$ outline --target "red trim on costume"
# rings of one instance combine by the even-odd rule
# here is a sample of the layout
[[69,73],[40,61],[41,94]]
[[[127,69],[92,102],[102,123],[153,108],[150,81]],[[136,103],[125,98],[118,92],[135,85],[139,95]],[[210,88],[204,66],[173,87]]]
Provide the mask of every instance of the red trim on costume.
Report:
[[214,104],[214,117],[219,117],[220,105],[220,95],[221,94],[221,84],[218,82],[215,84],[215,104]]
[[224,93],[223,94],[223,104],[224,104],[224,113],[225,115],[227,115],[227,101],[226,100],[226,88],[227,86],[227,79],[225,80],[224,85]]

○ ○ ○

Written problem:
From the records above, extract every line exactly as it stands.

Answer to this problem:
$ outline --target "red trim on costume"
# rings of one instance combine by the even-odd rule
# here is a sample of the layout
[[69,73],[40,61],[41,94]]
[[[127,69],[92,102],[102,123],[153,108],[150,81]],[[136,103],[125,98],[118,92],[135,85],[139,95]],[[210,88],[204,66],[173,87]]]
Provide the mask of every instance of the red trim on costume.
Report:
[[214,104],[214,117],[219,117],[220,105],[220,95],[221,94],[221,84],[218,82],[215,84],[215,104]]
[[224,93],[223,94],[223,104],[224,104],[224,113],[225,115],[227,115],[227,101],[226,100],[226,88],[227,86],[227,79],[225,80],[224,85]]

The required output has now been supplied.